Render the records below as a JSON list of strings, one string per line, from the very start through the line containing "[706,658,1050,760]", leaving out blank lines.

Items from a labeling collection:
* begin *
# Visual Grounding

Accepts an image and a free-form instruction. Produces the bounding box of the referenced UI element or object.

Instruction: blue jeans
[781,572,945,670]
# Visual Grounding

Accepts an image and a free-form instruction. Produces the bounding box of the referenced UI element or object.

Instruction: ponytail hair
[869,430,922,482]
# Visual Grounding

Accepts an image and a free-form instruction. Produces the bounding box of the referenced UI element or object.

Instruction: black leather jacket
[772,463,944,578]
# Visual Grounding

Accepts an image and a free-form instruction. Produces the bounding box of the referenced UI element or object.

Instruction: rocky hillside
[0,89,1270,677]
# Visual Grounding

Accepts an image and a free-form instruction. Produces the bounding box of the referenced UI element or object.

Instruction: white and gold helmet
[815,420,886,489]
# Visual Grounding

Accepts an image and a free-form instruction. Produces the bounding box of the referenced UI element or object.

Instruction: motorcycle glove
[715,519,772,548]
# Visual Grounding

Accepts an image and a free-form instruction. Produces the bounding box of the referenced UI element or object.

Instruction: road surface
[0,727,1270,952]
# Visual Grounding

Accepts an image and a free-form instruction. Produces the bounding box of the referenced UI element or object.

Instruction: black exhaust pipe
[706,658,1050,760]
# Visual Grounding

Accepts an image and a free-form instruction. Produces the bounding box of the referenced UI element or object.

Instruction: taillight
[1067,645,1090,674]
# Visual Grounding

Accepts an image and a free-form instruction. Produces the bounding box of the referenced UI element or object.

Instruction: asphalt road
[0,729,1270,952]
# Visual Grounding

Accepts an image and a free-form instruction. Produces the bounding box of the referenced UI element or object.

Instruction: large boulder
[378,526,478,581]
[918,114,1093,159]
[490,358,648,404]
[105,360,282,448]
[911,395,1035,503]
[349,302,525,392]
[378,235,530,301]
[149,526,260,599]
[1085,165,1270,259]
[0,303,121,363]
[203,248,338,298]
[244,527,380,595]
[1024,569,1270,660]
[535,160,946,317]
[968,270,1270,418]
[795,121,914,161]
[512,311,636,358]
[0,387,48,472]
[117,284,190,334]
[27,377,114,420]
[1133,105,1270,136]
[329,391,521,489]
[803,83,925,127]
* end *
**Solution to this task**
[
  "# Visual Grounding",
  "Accepts an image and a free-form instruction. Produces the bounding box of the referenced UI element or object.",
  "Instruction: blue jeans",
  "[781,572,945,670]",
  "# Visual Grounding",
  "Accepts an image and a free-form instruction. Produces the bounding box of the referenced UI element or object.",
  "Instruction: ponytail hair",
  "[869,430,922,482]",
  "# Visual Grounding",
  "Accepts an image and a free-form instruction. Produces the bounding box of the referenced UI element or object.",
  "Instruction: black leather jacket",
  "[772,463,944,578]",
  "# Visual Grounding",
  "Accepts an image and a free-form instruction. Produces the bounding box of the referenced UI element or object.",
  "Instruction: rocky hillside",
  "[0,89,1270,677]",
  "# Visual Grounding",
  "Accepts an image and a free-form instruction. Produces the bounding box of the referenced UI element or object.",
  "Instruction: white and gold helmet",
  "[815,420,886,489]",
  "# Visual Grounding",
  "Accepts an image and a free-form instruction. Produces the bounding box of the referenced UI element or object.",
  "Instruction: motorcycle glove",
  "[715,519,772,548]",
  "# Visual Grounding",
  "Accepts an image and a free-form instruction. Produces the bounding box of the referenced UI element or object.",
  "Instruction: road surface",
  "[0,727,1270,952]",
  "# Visual Grounding",
  "Accepts an image and a free-form instruction. Produces the bounding box of the referenced UI element or object.",
  "Instruction: black exhaust pipe",
  "[706,658,1050,760]"
]